> WHAT YOU WILL DO
Your job is to copy all the entries precisely as they stand.

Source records
________________

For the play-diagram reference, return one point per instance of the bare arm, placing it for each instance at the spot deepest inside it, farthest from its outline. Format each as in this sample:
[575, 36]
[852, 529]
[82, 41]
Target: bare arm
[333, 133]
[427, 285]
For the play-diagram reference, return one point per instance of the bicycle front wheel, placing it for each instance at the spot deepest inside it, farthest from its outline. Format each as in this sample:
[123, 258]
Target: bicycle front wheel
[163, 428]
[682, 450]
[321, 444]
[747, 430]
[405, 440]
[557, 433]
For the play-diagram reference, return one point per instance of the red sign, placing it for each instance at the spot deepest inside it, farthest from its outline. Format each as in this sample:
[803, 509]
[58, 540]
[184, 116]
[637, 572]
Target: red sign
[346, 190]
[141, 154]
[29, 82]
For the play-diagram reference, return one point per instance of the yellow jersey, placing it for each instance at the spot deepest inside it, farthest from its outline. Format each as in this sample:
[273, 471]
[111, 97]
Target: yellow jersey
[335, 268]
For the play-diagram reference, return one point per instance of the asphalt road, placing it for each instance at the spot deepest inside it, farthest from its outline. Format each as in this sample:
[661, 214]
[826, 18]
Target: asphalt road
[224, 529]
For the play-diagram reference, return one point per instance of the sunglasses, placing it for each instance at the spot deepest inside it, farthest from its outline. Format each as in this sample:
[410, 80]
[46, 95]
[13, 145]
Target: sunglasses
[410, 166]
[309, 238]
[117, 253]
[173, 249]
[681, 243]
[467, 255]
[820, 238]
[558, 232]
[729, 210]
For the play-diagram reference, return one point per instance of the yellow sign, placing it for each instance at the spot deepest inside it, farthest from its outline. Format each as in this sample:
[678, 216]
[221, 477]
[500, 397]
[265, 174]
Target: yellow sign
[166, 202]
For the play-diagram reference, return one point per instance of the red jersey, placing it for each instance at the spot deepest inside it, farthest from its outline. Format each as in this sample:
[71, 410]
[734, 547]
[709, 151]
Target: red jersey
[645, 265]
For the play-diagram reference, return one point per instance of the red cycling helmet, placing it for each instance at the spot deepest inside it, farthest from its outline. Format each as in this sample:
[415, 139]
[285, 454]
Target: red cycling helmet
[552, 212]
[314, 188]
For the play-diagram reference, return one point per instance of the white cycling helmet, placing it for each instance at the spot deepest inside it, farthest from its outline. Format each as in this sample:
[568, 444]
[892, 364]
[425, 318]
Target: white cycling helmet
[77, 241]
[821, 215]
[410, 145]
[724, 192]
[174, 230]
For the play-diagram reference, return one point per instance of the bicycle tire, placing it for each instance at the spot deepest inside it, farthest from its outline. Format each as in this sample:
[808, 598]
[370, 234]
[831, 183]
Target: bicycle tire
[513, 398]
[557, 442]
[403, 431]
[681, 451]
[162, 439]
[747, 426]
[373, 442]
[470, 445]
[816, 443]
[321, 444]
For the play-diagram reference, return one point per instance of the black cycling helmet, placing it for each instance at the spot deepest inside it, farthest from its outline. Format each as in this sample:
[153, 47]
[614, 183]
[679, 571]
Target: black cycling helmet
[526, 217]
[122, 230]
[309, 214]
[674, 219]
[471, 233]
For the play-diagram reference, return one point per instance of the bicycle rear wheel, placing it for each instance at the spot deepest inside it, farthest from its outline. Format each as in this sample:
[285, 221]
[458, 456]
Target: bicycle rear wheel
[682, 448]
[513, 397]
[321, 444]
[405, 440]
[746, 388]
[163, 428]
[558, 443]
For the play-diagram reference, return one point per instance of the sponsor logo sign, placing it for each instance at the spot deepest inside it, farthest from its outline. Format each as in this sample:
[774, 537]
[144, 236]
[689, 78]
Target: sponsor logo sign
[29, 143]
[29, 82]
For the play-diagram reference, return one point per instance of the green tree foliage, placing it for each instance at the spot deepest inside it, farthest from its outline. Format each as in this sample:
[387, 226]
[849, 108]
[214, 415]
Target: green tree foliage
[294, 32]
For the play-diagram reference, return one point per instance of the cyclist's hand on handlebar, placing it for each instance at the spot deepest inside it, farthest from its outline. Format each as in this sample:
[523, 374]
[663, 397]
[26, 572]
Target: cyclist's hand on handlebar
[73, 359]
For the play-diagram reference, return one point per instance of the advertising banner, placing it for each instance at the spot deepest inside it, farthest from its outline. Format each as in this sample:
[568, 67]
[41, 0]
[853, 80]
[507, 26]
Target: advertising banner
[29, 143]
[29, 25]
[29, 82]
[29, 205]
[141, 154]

________________

> OUTPUT OF THE TASK
For the play-diagram reference, return one point per instance of the bare arm, placing it for each instance at the spot deepest inside it, farthest from its outline. Format each as in this sample:
[575, 36]
[852, 529]
[82, 41]
Target: bare arm
[333, 133]
[427, 285]
For the play-diagram reference, return one point per instance of the bicycle front wheel, placing it for each instance at the spot deepest inside it, farthest from its outline. Format each as in this sample:
[123, 258]
Target: bicycle front wheel
[163, 428]
[682, 450]
[321, 444]
[747, 430]
[405, 440]
[557, 433]
For the play-diagram reference, return one point per instance of the red sign, placing it for each instance at the spot deepest inside it, farthest from its outline. Format each as in this sample:
[803, 509]
[58, 540]
[184, 116]
[637, 572]
Target: red sign
[346, 190]
[141, 154]
[29, 82]
For the play-diagram reference, return one point per instance of the yellow jersey, placing it for each instance at the spot deepest inside it, farthest from its outline. Format each as in this sample:
[273, 471]
[111, 97]
Target: yellow jersey
[335, 268]
For the play-diagram reference, return one point per instance of the asphalt road, placing it for each instance at the spot deepest inside it, farthest from its outline. Format each as in this sample:
[661, 214]
[826, 18]
Target: asphalt road
[224, 529]
For the play-diagram reference, return one point per instance of the sunglasses, placing it for each instance at the spot deepest inside it, farthest from its outline. Format each as in this sample:
[410, 80]
[46, 95]
[13, 145]
Target: sunglasses
[410, 166]
[309, 238]
[117, 253]
[173, 249]
[681, 243]
[467, 255]
[820, 238]
[558, 232]
[729, 210]
For the play-diagram reference, return one point per instance of the yellow sign, placing it for each instance at the spot deepest inside it, farthest from its outline. Format each as in this sample:
[678, 216]
[221, 477]
[500, 397]
[265, 174]
Target: yellow sign
[166, 202]
For the play-diagram reference, return one point per instance of the red jersey, placing it for each instance at the spot deepest inside it, farthest from its outline. Format each as in this sample:
[71, 410]
[734, 547]
[709, 151]
Target: red jersey
[645, 265]
For the play-diagram reference, return one point per instance of the red cycling helmet, placing it for each instance at the spot deepest inside it, farthest from its outline. Format each as in this sample:
[415, 139]
[285, 454]
Target: red cycling helmet
[552, 212]
[314, 188]
For the play-diagram reference, return one point per instance of the white cycling helmet, placing it for each instance at the spot deepest inside it, farthest from its outline. Format each as in this sample:
[568, 444]
[892, 364]
[425, 318]
Target: white cycling helmet
[77, 241]
[821, 215]
[410, 145]
[724, 192]
[174, 230]
For the play-diagram reference, return one point per instance of the bicycle tire, placing it for each instance at the spot deepest inside it, farthest from its outline. Format each as in this sample:
[808, 598]
[370, 234]
[831, 183]
Target: bicycle tire
[513, 398]
[557, 442]
[403, 431]
[681, 451]
[162, 439]
[747, 426]
[373, 442]
[470, 445]
[816, 443]
[321, 444]
For the play-diagram reference, return one point per instance of the black cycling helmet, placing it for each instance at the spot deepest inside it, farthest from its outline. Format each as in this sample:
[153, 47]
[614, 183]
[679, 571]
Target: black cycling helmet
[526, 217]
[122, 230]
[309, 214]
[674, 219]
[471, 233]
For the play-diagram reference, return one point per instance of the bicycle rear wheel, placing it for each instance at the spot deepest inside it, farthest from its outline. Format each as in this sample:
[285, 221]
[458, 456]
Target: bicycle rear wheel
[682, 448]
[513, 397]
[321, 444]
[405, 440]
[746, 388]
[163, 428]
[558, 443]
For the play-diagram reference, return one point per instance of the sponsor logo sign, placing it for each instance at the spot deepest inside it, farthest from its outline. Format each as in this sample:
[774, 537]
[144, 236]
[689, 78]
Target: sponsor logo sign
[29, 143]
[29, 82]
For the play-diagram reference, return one point per instance of the green tree foliage, placing it for each instance at the spot deepest inside it, farthest from its outline. Format each as in this sample:
[387, 226]
[849, 108]
[214, 415]
Target: green tree foliage
[294, 32]
For the play-diagram reference, return one point per instance of the cyclist's hand on handlebar, placing it for each instance at the spot deepest inside it, farthest from its outline. Format each as in this sample:
[523, 374]
[663, 397]
[26, 572]
Target: cyclist's hand on handlebar
[73, 359]
For the play-diagram reference, return one point per instance of the advertising banner, placing it for each instance at the spot deepest inside it, farthest from its outline. Format each as in this sample:
[568, 67]
[41, 0]
[853, 80]
[507, 26]
Target: advertising banner
[29, 143]
[29, 25]
[29, 82]
[29, 205]
[141, 154]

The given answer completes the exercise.